Please express every line of the records below as a Markdown table with the columns Row and Text, giving each line a row number and skipping blank lines. Leave the pictures out of the answer.

** GIVEN DATA **
★ ★ ★ ★ ★ ★ ★

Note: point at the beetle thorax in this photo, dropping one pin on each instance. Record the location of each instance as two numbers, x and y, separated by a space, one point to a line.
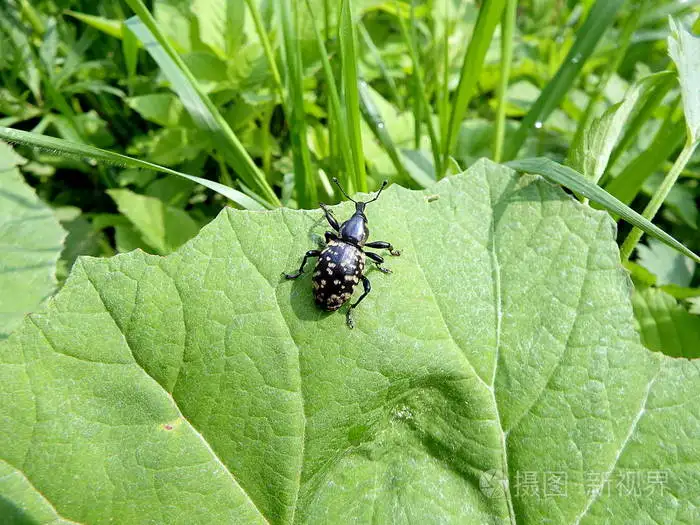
355 230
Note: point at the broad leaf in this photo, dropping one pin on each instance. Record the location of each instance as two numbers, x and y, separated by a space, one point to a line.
204 386
31 240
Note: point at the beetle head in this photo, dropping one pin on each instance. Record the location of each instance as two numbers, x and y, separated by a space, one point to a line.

★ ★ ★ ★ ★ ★ ★

** TASK SOLUTION **
| Row | Text |
|---|---|
| 1 | Note: point at the beetle thorax in this photo, dropping one pin on each instance. Record the location of each instance as two numbers, x and y, separated by a space, one point to a line. |
| 2 | 355 230 |
| 3 | Note: point at the broad leaf in this photo, dropping one pin on each instance. Record the location of each instance as two numbers, x and y, separated by a space, one point to a line. |
| 4 | 204 386 |
| 5 | 31 240 |
| 6 | Note: point at the beetle head in this photo, dropping one pin on each instance. Record the location of each instance as two numbers, x and y, separated by a space, one point to a line. |